::: Excerpted passage :::
Phishing attacks are the leading cause of data breaches in Australia. In 2025, the Australian Signals Directorate reported that over $84 million was lost to business email compromise — a form of targeted phishing — in a single year. Despite sophisticated email filters and firewalls, attackers consistently find one reliable vulnerability: people.
The good news? With the right knowledge, your team can be your strongest line of defence. Here are the 8 tell-tale signs of a phishing email that every Australian employee should know.
1. The Sender's Email Address Doesn't Match the Organisation
One of the oldest tricks in the phishing playbook — and still one of the most effective. Attackers will create addresses that look legitimate at a glance:
- Lookalike domains:
support@anz-bank.com.auinstead ofsupport@anz.com.au - Subdomain abuse:
noreply@anz.com.au.secure-login.net— the real domain issecure-login.net - Character substitution: replacing an 'l' with a '1' or an 'O' with a '0'
Always check the full email address — not just the display name. Display names like "ANZ Bank" can be set to anything by the sender.
:::
▸ **The tasks**
- a) Reproduce the passage of the article on phishing warning signs from "1. The Sender's" up to and including "by the sender.".
- b) Answer the following questions using the article on phishing warning signs, one answer per line:
(i) What amount does the Australian Signals Directorate report was lost to business email compromise in a single year?
(ii) What single reliable vulnerability does the article say attackers consistently find?
(iii) What two replacements does the article give as examples of character substitution?
- c) Continue the article on phishing warning signs, beginning after its final sentence.
::: Entries supplied :::
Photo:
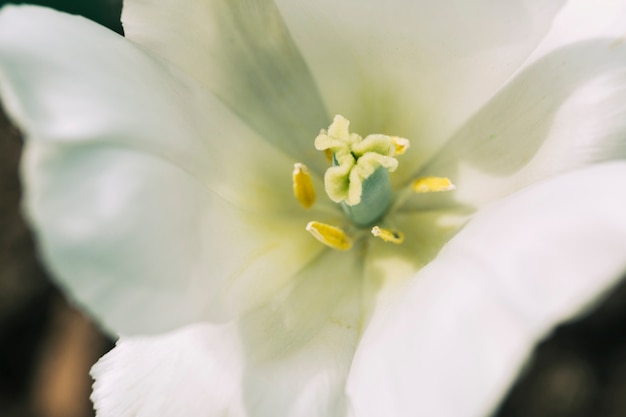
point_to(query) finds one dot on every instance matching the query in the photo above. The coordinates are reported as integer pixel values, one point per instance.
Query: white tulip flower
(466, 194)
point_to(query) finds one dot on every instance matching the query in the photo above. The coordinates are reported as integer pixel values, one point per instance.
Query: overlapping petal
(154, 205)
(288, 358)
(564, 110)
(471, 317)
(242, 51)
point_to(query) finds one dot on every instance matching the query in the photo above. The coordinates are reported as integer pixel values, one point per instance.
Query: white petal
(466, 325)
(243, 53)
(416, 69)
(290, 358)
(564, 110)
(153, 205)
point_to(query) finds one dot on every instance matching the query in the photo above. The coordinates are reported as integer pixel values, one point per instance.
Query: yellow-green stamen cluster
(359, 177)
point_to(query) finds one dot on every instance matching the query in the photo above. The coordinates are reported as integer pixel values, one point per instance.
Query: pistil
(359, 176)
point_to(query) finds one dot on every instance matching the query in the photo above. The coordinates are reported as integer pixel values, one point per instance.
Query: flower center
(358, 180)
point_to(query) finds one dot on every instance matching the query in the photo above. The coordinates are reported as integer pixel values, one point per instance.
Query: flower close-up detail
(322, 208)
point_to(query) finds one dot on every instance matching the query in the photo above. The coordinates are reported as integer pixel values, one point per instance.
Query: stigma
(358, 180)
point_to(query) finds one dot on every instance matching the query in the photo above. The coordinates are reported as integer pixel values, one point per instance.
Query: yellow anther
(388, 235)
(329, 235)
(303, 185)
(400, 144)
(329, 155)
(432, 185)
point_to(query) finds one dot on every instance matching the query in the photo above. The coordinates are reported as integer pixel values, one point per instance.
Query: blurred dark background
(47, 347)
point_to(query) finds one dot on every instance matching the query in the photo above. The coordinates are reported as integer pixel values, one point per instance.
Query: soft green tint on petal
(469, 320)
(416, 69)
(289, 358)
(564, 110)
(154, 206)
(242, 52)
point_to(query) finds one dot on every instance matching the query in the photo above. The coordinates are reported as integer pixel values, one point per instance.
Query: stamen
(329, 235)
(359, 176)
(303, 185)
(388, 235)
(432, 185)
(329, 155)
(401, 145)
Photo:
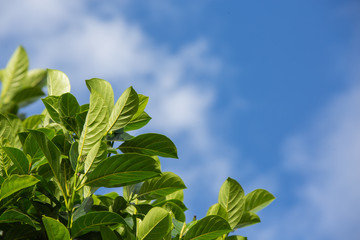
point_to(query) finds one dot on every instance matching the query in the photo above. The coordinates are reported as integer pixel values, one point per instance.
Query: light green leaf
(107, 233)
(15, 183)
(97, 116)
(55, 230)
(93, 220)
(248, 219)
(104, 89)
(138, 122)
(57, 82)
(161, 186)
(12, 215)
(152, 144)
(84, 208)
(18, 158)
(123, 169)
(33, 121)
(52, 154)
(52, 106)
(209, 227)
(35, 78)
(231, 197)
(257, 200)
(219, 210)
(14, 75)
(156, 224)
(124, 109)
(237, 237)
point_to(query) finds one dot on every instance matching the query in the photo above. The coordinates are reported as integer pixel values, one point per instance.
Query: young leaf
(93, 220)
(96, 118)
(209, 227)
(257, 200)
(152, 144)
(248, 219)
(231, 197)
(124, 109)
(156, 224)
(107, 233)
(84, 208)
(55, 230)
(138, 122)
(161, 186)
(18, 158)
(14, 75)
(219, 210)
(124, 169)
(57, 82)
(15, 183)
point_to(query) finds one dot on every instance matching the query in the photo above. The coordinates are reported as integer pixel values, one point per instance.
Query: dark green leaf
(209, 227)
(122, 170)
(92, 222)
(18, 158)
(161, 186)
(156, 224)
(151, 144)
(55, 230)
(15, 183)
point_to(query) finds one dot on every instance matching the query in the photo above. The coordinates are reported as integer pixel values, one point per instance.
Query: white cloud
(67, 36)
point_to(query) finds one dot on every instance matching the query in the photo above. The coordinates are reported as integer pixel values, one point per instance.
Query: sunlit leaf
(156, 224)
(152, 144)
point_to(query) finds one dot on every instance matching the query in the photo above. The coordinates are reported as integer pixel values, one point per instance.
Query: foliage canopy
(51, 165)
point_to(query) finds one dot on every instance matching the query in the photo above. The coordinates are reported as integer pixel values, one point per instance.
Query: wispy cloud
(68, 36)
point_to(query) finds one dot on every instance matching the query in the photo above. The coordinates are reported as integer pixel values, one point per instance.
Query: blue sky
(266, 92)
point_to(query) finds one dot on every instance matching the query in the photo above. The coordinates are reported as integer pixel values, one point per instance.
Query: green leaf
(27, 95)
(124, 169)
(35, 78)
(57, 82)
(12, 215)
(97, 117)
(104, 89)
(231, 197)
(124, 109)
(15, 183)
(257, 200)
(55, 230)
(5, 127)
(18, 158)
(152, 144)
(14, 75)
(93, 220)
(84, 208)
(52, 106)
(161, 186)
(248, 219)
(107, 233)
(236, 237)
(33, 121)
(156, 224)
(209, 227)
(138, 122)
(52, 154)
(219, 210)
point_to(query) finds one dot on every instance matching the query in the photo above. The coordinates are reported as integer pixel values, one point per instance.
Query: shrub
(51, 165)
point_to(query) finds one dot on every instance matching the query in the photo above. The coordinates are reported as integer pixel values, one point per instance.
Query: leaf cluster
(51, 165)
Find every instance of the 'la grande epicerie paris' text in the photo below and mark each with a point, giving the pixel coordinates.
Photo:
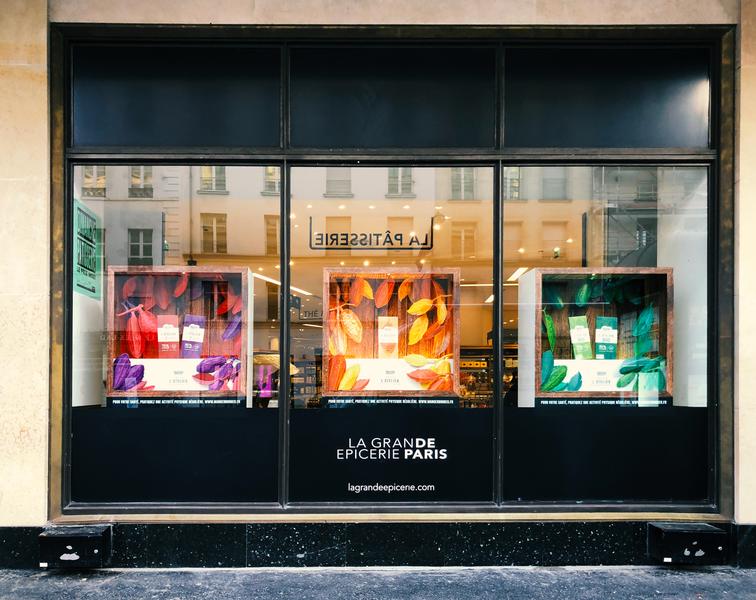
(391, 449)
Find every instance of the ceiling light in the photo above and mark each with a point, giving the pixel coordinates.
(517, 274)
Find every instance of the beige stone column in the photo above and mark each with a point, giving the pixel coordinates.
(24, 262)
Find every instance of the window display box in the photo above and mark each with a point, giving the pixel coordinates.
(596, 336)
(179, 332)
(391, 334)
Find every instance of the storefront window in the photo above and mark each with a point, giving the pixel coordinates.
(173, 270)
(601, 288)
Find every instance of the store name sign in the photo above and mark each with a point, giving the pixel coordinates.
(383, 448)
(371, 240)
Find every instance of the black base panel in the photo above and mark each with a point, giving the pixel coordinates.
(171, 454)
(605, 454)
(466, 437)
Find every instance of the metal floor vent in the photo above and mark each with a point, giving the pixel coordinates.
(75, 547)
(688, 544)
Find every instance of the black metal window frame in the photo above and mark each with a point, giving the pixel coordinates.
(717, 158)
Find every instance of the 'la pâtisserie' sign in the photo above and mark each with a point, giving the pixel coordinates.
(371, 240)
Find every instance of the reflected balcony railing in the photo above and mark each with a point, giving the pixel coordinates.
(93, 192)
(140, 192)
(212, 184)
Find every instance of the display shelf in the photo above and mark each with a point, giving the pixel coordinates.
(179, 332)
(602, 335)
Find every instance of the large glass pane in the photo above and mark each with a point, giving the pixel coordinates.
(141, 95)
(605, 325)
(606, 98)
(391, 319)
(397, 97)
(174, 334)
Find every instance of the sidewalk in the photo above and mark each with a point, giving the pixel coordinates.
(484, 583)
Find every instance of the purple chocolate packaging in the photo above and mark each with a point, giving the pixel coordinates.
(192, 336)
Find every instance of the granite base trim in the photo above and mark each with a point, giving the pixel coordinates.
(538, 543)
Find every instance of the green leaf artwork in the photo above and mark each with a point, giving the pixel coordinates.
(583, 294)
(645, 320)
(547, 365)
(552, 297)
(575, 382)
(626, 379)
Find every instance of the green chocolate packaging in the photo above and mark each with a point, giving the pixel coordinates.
:::
▸ **The replies**
- a)
1. The Sender's Email Address Doesn't Match the Organisation
One of the oldest tricks in the phishing playbook — and still one of the most effective. Attackers will create addresses that look legitimate at a glance:
- Lookalike domains:
support@anz-bank.com.auinstead ofsupport@anz.com.au - Subdomain abuse:
noreply@anz.com.au.secure-login.net— the real domain issecure-login.net - Character substitution: replacing an 'l' with a '1' or an 'O' with a '0'
Always check the full email address — not just the display name. Display names like "ANZ Bank" can be set to anything by the sender.

- b)
(i) Over $84 million.
(ii) People.
(iii) Replacing an 'l' with a '1' and an 'O' with a '0'.

- c)
Quick tip: On mobile, tap the sender's name to reveal the actual email address. Don't just read the display name at face value.
2. Urgent or Threatening Language
Phishing emails are engineered to trigger panic. Common phrases include:
- "Your account will be suspended in 24 hours"
- "Immediate action required — your payment has failed"
- "Unusual sign-in activity detected — verify now"
- "Your tax return has been flagged by the ATO"
Legitimate organisations almost never demand immediate action under threat of severe consequences. When you feel that rush of anxiety, pause — that's exactly what the attacker wants. Take a breath and verify the message through another channel.
3. Generic Greetings
A legitimate email from your bank, government agency, or supplier will usually address you by name. Phishing emails are sent at scale, so they often use vague greetings like "Dear Customer," "Dear User," or "Dear Account Holder."
If your bank says "Dear Valued Customer" instead of your actual name, treat it with suspicion.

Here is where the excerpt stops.